■ **STATED GOAL**
Reproduce the lines below word for word, leaving out the pictures.

■ **PROVIDED DATA**
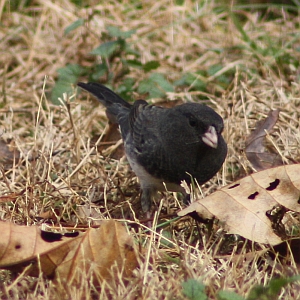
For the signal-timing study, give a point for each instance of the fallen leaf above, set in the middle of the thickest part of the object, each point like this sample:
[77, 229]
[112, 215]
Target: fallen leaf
[9, 153]
[246, 206]
[66, 257]
[256, 151]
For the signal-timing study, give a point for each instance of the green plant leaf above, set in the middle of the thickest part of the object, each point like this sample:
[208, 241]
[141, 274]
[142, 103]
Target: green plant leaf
[79, 22]
[194, 290]
[226, 295]
[106, 49]
[151, 65]
[116, 32]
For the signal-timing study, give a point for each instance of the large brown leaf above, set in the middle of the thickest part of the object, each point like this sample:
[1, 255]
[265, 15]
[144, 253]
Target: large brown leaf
[65, 257]
[246, 207]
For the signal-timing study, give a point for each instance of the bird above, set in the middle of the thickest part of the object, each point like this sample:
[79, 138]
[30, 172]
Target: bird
[165, 146]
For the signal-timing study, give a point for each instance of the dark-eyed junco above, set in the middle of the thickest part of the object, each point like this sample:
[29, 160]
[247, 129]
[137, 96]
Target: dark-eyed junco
[165, 145]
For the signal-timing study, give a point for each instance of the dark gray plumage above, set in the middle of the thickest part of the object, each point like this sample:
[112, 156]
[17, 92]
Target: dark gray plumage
[165, 145]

■ **COMPLETED TASK**
For the signal-timing study, give a point for each instance of the fallen leaf above, set in the middle of the thickest part of the object, each point like this sample:
[77, 229]
[112, 215]
Target: fallen leaf
[9, 153]
[246, 206]
[66, 257]
[256, 151]
For the signal-timing study, give a point for each instance of the green plant leaf above, set in the middle of the thickest part of the object, each point like this sample:
[208, 241]
[141, 274]
[142, 103]
Target: green plant leaf
[79, 22]
[194, 290]
[226, 295]
[106, 49]
[151, 65]
[116, 32]
For the signal-timing study, give a point for each instance of the large brown leaf above, set in the middle of the thickest part of the object, each point like this sample:
[1, 255]
[265, 15]
[144, 253]
Target: large brown leaf
[65, 257]
[246, 207]
For the signal-timing study, give a point for each instance of the bird above, set in the middle of the thickest part of the object, each point like this sample:
[79, 138]
[30, 172]
Target: bird
[165, 146]
For the signal-timing study, give a point for each instance of the dark-eyed junco above, set in the middle of the thickest part of the object, each point like this sample:
[29, 160]
[247, 129]
[137, 96]
Target: dark-eyed junco
[165, 145]
For the signal-timing study, give a point for each instance of the dark gray plumage above, set in the middle of the thickest part of the object, each point like this sample:
[112, 156]
[17, 92]
Target: dark gray plumage
[165, 145]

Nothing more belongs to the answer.